┌──
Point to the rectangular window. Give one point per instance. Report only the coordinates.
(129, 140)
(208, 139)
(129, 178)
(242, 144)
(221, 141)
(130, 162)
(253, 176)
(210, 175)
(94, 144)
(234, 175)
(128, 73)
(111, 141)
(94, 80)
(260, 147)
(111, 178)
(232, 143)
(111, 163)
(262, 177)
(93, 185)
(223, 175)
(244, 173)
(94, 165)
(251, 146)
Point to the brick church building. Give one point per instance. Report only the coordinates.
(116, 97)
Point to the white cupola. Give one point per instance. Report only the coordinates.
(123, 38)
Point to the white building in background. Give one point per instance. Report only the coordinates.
└──
┌──
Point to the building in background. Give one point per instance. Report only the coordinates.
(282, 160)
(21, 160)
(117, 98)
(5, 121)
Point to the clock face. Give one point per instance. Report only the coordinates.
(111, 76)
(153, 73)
└──
┌──
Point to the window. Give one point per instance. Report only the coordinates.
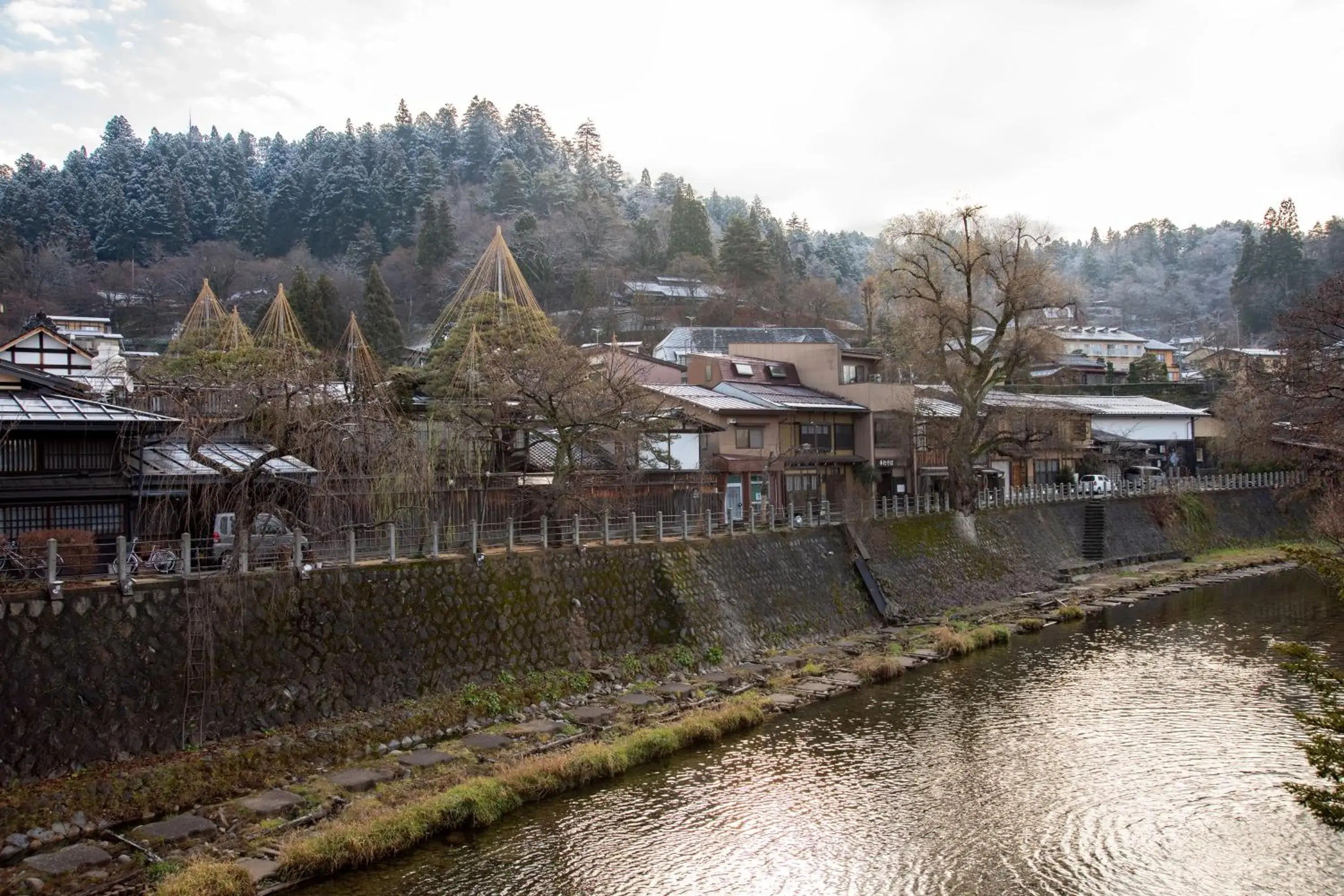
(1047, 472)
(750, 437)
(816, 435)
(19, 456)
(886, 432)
└──
To do
Reproduce the data verbatim, beginning with the line that contains "Point to the white cupola." and continuing through the line that contains "Point to the white building", including both of those lines.

Output of the task
Point to the white cupola. Give one point per instance. Report only the coordinates.
(123, 38)
Point to the white building in background. Give one point per instance. Report only the coordinates.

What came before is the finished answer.